Reproduce each item below verbatim, without the pictures.

- **INFORMATION PROVIDED**

:::::

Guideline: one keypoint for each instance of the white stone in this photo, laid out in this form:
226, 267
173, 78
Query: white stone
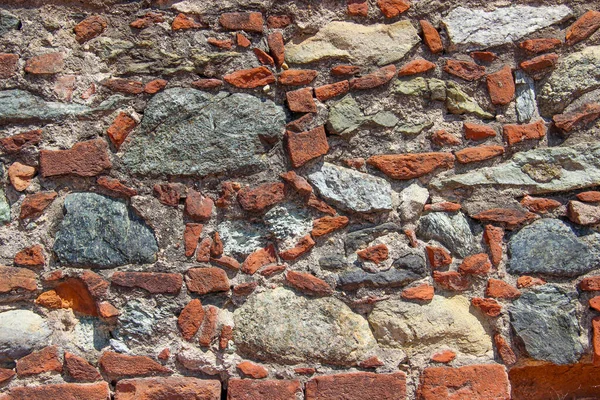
480, 29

:::::

- **RIGHT ANSWER**
Guideline: one keypoint for each instance of the white stone in this photo, laid out in this form:
226, 267
173, 78
Query: white stone
480, 29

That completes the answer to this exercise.